* [DATASET]
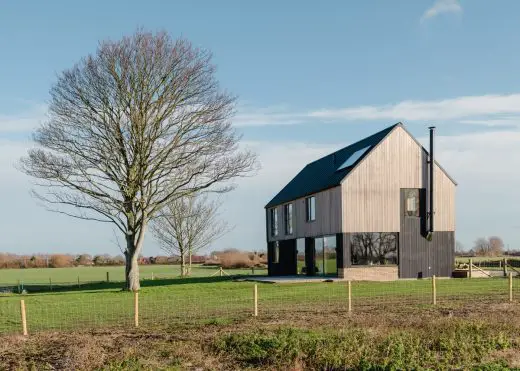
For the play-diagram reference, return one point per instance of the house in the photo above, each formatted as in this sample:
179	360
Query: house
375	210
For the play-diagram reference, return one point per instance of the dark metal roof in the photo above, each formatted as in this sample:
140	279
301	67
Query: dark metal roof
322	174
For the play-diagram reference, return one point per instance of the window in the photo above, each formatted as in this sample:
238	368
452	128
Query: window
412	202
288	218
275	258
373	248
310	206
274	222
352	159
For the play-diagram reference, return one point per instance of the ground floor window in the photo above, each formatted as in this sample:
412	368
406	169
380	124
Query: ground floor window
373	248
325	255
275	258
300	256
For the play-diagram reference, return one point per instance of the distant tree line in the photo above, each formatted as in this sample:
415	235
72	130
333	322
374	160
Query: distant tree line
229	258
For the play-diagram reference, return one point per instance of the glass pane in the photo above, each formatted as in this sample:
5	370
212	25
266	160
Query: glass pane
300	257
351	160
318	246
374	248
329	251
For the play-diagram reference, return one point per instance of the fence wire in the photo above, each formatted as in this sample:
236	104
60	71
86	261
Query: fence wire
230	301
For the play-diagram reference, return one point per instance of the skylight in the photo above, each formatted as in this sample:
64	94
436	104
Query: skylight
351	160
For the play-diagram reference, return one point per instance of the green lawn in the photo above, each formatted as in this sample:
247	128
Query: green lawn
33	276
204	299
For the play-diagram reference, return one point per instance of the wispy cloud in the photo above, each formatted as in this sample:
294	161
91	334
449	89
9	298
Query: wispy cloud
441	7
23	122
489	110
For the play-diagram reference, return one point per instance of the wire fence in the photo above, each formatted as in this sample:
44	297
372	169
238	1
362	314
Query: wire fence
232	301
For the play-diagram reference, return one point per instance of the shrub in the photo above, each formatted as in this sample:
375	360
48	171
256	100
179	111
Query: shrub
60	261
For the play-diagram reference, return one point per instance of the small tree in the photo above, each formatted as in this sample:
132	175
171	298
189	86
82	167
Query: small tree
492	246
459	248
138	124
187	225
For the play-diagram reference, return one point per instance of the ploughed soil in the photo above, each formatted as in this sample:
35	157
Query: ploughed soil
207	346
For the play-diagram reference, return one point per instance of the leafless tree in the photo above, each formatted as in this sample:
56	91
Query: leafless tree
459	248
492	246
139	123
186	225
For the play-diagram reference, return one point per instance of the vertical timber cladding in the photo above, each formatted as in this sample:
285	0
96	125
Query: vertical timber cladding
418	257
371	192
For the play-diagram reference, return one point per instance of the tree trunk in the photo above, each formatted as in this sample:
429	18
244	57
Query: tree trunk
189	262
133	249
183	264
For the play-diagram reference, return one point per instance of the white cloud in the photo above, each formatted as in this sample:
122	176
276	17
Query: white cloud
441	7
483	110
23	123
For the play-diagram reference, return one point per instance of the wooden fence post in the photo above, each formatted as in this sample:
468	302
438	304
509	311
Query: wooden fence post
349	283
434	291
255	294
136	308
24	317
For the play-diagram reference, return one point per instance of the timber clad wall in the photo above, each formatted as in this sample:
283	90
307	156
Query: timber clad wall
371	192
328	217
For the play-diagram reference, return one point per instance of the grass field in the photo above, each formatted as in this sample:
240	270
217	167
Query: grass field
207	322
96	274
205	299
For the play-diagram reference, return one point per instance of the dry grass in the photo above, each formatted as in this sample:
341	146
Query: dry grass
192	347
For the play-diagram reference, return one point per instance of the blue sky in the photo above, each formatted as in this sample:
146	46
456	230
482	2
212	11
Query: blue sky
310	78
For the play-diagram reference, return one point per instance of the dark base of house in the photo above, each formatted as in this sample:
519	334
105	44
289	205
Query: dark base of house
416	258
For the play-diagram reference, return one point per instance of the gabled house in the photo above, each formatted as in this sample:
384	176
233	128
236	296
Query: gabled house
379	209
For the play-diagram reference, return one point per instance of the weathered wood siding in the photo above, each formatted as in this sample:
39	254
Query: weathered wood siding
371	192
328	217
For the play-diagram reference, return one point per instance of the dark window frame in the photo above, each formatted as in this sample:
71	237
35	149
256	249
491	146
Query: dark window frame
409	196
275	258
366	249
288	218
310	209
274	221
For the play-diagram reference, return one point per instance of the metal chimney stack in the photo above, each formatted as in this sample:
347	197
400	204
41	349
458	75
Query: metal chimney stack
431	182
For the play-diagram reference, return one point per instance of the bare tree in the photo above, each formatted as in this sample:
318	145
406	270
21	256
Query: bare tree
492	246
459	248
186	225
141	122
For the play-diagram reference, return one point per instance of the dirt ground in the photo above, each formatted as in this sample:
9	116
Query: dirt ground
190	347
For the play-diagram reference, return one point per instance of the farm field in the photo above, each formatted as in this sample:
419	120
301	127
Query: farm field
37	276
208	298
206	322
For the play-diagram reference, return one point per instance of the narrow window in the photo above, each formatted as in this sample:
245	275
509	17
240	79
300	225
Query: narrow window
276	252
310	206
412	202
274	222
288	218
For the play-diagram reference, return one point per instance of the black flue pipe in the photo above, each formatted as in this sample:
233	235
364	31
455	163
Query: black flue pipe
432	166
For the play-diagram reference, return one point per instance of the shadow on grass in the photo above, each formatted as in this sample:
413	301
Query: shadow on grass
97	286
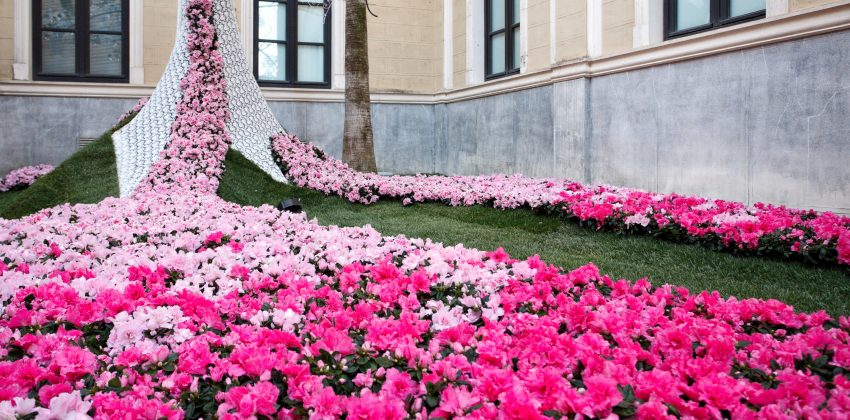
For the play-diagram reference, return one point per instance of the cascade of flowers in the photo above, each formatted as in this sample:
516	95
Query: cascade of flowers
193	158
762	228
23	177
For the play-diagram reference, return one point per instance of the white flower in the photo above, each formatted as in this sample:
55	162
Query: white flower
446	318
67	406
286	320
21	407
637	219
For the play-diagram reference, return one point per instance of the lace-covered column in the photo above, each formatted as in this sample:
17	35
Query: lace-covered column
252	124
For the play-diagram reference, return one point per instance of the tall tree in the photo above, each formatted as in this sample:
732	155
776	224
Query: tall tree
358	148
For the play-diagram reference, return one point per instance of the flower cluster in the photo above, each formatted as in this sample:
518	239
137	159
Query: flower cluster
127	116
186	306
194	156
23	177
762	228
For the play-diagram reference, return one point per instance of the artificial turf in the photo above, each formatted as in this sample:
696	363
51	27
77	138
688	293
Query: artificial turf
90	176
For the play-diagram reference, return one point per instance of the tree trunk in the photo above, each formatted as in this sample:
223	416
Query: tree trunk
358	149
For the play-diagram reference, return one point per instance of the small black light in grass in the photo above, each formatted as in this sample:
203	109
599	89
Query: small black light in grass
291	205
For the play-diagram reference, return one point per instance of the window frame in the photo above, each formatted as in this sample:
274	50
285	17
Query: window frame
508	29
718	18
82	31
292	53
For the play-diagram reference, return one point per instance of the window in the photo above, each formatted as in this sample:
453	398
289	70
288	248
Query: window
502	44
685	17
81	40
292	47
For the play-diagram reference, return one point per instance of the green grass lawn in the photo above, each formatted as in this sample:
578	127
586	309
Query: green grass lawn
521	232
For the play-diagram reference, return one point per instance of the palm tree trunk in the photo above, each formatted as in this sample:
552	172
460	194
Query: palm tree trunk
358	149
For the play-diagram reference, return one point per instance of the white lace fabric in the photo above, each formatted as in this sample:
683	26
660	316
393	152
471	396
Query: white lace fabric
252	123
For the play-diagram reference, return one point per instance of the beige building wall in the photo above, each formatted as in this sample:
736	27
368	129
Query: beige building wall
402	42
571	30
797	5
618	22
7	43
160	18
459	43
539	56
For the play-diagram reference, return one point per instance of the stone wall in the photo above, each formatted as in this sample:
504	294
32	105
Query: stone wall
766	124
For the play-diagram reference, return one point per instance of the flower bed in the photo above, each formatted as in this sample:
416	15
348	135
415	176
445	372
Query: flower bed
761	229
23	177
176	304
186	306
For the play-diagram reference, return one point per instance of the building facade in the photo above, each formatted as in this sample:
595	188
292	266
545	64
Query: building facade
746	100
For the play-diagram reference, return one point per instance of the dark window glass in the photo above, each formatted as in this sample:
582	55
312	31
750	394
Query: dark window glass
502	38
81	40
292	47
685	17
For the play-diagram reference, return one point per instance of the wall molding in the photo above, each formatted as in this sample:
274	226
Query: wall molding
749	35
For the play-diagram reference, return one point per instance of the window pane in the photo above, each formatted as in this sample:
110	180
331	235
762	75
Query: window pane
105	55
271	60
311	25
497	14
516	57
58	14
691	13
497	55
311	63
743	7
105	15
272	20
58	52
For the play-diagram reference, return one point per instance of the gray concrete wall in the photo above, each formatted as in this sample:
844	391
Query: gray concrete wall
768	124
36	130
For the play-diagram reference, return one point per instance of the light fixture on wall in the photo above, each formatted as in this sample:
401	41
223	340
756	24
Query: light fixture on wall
---
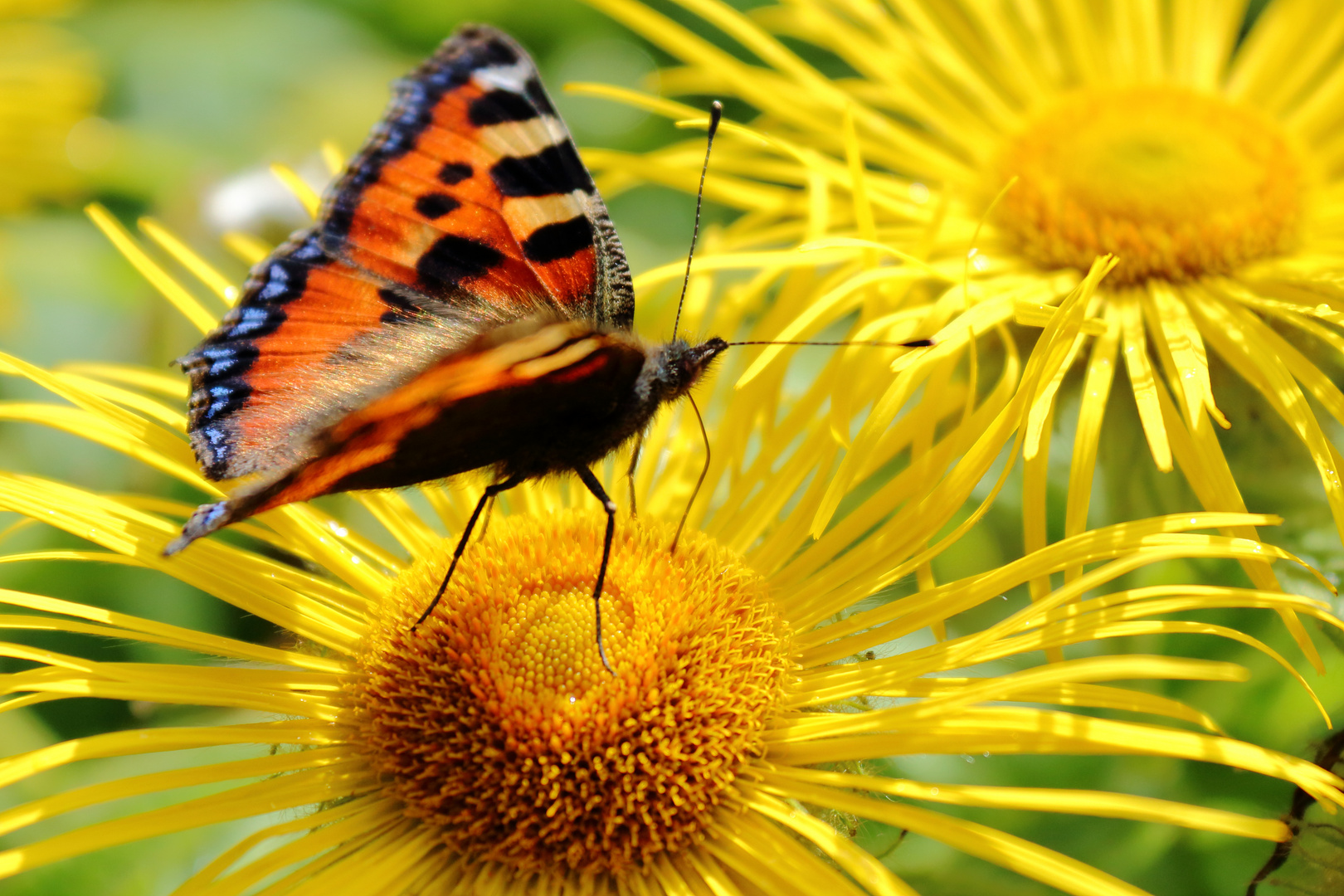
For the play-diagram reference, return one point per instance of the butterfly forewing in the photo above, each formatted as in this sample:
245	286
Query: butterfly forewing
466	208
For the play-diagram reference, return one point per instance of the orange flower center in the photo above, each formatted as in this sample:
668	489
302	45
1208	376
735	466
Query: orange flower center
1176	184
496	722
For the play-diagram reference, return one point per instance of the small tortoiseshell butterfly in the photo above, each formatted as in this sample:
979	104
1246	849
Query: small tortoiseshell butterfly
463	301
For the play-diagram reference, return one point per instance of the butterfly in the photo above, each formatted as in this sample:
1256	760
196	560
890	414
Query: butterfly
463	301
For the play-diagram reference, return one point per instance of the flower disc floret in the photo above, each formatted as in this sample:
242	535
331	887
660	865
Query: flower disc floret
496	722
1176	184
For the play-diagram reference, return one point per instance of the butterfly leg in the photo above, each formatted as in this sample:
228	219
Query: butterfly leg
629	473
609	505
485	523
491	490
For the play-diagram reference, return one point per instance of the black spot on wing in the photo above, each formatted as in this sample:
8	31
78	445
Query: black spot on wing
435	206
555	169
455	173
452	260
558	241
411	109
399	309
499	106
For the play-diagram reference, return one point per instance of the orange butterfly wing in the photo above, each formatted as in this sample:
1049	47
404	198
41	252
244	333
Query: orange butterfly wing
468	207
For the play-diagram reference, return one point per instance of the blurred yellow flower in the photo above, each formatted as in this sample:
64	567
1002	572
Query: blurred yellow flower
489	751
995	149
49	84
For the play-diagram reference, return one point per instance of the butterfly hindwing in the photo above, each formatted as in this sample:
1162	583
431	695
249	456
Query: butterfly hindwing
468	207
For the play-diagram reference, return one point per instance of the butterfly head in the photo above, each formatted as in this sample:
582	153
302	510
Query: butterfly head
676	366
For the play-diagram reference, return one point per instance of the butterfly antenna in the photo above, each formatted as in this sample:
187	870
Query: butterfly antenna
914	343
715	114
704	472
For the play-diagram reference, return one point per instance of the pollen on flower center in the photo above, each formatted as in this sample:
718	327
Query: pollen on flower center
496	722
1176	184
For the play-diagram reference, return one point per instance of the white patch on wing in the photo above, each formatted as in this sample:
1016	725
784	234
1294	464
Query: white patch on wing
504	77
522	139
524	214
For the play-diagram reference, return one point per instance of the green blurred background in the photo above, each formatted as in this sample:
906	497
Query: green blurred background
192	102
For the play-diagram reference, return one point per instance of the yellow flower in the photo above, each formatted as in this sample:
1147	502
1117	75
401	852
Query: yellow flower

* [PROBLEM REQUIREMENTS] List each line of the entries above that contains the word "post", copying every such line in full.

* [THE RESULT]
For the play-diagram reference, return one point per instance of the wooden fence post in the photo above, each formatted as in this sample:
Query: wooden fence post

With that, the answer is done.